------ Records to use ------

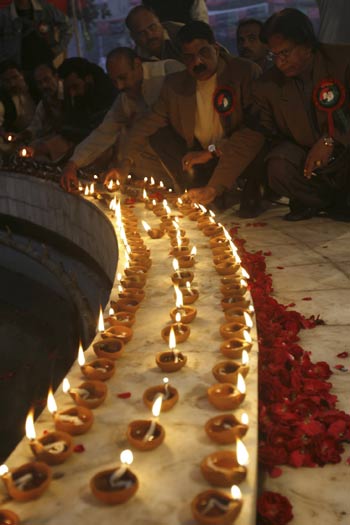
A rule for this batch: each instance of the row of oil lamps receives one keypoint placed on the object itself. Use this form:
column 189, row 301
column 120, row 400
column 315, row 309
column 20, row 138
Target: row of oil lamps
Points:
column 116, row 486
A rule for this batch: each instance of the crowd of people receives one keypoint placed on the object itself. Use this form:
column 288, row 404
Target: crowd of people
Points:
column 273, row 121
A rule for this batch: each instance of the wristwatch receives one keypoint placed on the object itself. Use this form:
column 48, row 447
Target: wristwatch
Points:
column 328, row 141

------

● Work order: Apart from the images, please copy every line of the data exactly as written.

● Response to this exercise:
A rule for this batch: each instance of the row of oil lamps receives one keypoint placed on the object itself. Use this form:
column 189, row 301
column 120, row 400
column 315, row 309
column 20, row 138
Target: row of oil lamps
Points:
column 116, row 486
A rule for this batch: each instance of the crowd of people receives one keypoint placed on the object itself. Use this form:
column 288, row 404
Target: crowd of people
Points:
column 273, row 121
A rule for this batch: each instance of the wristwatch receives one keypoint placed on the object itself. Use this form:
column 48, row 447
Target: wristwatch
Points:
column 328, row 141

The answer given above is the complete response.